Present the lines of the records from the one holding "Please point out the tall deciduous" through the end of the records, inclusive, as a Markdown table with a Row column numbering them and a Line column holding each line, skipping blank lines.
start PROVIDED RECORDS
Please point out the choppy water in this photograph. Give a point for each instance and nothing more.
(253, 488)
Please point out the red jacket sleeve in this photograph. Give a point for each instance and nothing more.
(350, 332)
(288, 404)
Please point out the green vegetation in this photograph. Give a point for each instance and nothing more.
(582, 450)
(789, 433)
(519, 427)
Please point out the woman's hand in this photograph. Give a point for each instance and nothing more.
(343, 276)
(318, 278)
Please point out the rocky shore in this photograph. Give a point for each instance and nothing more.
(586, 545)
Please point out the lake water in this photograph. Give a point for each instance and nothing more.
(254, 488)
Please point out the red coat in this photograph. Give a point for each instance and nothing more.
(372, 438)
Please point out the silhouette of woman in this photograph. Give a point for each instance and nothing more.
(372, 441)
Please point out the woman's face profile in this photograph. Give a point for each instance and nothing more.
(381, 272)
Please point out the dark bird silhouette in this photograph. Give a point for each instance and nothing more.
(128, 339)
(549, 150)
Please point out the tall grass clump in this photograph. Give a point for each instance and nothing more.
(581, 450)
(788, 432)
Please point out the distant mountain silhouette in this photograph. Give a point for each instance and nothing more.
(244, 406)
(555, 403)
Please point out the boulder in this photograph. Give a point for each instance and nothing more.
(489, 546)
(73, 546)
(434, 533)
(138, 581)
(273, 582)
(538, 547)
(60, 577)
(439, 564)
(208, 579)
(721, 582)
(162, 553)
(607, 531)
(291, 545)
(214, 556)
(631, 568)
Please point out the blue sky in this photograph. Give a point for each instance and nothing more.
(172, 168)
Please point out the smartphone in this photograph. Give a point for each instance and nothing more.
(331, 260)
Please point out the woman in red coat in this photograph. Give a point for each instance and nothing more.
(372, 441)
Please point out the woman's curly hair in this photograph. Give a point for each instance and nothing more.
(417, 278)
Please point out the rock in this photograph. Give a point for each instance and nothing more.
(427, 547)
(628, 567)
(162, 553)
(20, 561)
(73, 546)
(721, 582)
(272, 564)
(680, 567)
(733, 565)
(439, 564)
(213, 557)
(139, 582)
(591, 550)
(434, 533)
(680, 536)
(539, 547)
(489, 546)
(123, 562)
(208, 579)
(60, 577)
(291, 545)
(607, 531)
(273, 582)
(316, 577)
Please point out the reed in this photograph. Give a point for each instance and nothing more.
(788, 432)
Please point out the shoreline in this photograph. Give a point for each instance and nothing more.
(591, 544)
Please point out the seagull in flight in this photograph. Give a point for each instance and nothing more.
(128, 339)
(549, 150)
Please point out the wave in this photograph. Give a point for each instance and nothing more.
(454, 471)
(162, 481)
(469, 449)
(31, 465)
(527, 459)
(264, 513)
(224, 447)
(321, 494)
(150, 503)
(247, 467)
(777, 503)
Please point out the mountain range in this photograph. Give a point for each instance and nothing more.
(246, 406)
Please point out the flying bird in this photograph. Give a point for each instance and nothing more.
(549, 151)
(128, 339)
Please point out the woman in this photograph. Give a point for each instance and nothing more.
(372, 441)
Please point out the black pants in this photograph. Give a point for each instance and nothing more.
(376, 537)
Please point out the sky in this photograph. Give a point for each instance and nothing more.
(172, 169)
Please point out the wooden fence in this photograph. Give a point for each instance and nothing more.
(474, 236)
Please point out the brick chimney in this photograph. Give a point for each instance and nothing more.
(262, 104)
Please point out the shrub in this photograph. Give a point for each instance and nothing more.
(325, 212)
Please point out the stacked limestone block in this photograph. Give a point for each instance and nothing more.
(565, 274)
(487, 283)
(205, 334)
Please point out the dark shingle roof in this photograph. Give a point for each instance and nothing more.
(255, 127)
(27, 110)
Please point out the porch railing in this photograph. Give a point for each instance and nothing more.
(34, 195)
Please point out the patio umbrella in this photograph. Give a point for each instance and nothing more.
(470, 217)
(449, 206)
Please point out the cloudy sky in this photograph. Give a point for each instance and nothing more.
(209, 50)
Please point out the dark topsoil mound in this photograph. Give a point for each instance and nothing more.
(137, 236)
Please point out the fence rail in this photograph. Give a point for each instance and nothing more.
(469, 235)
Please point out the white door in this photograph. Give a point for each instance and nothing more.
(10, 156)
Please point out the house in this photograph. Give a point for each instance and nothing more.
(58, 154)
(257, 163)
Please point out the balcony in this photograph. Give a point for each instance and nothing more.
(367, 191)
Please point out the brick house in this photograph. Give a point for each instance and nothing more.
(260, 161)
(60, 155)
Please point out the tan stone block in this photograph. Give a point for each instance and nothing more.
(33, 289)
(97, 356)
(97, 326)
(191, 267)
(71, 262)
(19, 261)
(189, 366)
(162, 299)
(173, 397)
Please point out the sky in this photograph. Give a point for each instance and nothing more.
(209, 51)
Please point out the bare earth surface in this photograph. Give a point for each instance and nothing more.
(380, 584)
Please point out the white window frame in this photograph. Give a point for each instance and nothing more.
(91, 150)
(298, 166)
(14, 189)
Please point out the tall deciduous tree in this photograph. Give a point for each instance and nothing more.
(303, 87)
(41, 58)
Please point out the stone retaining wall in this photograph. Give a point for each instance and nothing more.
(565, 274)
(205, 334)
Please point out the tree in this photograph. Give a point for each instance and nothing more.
end PROVIDED RECORDS
RESULT OF THIS EXERCISE.
| Row | Line |
|---|---|
| 1 | Please point out the tall deciduous tree in this photograph. Give a point for each instance and nothing more. |
| 2 | (303, 87) |
| 3 | (41, 58) |
| 4 | Please point out the stone retaining wall in this photograph. Give a point for each instance and nothing more. |
| 5 | (565, 274) |
| 6 | (205, 334) |
| 7 | Please point out the tree in this photograph. Give a point for each instance and nothing more. |